* Start Source excerpt *
I think that this may be one of the reasons the Hold Steady and the Arcade Fire — who also objectively handle many of the same issues as Springsteen and the Hold Steady – have found so much success in their imitations of the Boss.  As appreciators of art, we long for it to do two things: teach us and entertain us.  Any work that only does one of these things will find very little long-term success, with a few exceptions.  When a band manages to both, and to do both extremely well, people tend to respond.  See, all of these bands have a strong interest in humanity, a strong and genuine love for all people around them.  It is precisely this reason why the Killers’ record fails.  Sam’s Town lead single and “Born to Run” clone “When You Were Young” comes across not as genuine expression but mere imitation.  Maybe Flowers is trying to say something, but his message falls flat for the lack of honesty in the music.  The Killers put Springsteen on but don’t teach anything, and while Sam’s Town may be a fine enough party record, it will never last and ultimately fails as art.
And I could be crazy, but I think that people are getting tired of that.  In the elitist realm of indie rock, it’s easy to avoid the hurt in the eyes of the person dancing next to you.  With Springsteen, there’s the notion that, yeah, life is hard, but we’re gonna work it out and we’re gonna have a good time doing it.  After Katrina, a close friend semi-joked that the Boss was probably out in the 9th Ward pulling people out of the water and saying “We’re gonna get through this, together.”  While not technically true, it’s utterly characteristic of Springsteen’s message; he’s the kind of guy who calls people he just met “Brother.” In the face of an apathetic art that ignores the suffering, or a nihilistic art that offers no solution, Springsteen shows us that hope is there.  Be it from God or from man, hope is always there.
* End Source excerpt *
* Start Dataset extract *
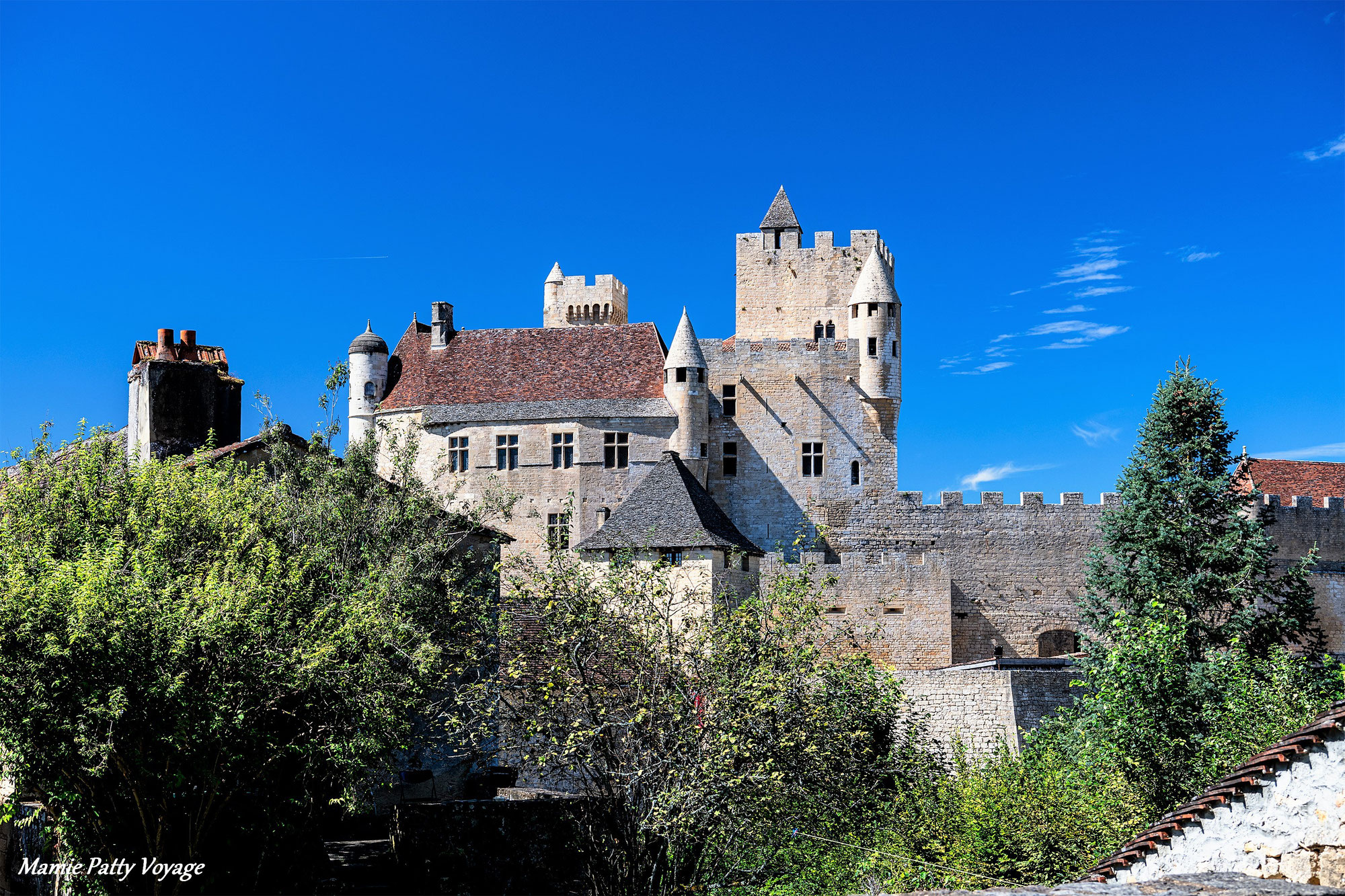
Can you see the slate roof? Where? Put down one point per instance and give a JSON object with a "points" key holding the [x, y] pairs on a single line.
{"points": [[368, 342], [1289, 478], [527, 365], [781, 214], [669, 509], [563, 409], [685, 350], [874, 284], [1257, 772]]}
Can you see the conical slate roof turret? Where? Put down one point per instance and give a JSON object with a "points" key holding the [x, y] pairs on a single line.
{"points": [[669, 509], [685, 350], [875, 284], [368, 342], [781, 216]]}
* End Dataset extract *
• Directions:
• A. Using the Springsteen essay, say whether each statement agrees with it, answering yes or no and quoting the words that decide it. (i) The lead single from Sam's Town is "When You Were Young." (ii) Art that only teaches or only entertains usually finds lasting success. (iii) The friend's remark about Springsteen in the 9th Ward is presented as literally true.
• B. Print word for word the part of the Springsteen essay that opens with the words containing "And I could" and closes with "is always there.".

• Task-by-task answers:
• A.
(i) Yes: "Sam’s Town lead single and “Born to Run” clone “When You Were Young”"
(ii) No: "Any work that only does one of these things will find very little long-term success, with a few exceptions."
(iii) No: "While not technically true"

• B.
And I could be crazy, but I think that people are getting tired of that.  In the elitist realm of indie rock, it’s easy to avoid the hurt in the eyes of the person dancing next to you.  With Springsteen, there’s the notion that, yeah, life is hard, but we’re gonna work it out and we’re gonna have a good time doing it.  After Katrina, a close friend semi-joked that the Boss was probably out in the 9th Ward pulling people out of the water and saying “We’re gonna get through this, together.”  While not technically true, it’s utterly characteristic of Springsteen’s message; he’s the kind of guy who calls people he just met “Brother.” In the face of an apathetic art that ignores the suffering, or a nihilistic art that offers no solution, Springsteen shows us that hope is there.  Be it from God or from man, hope is always there.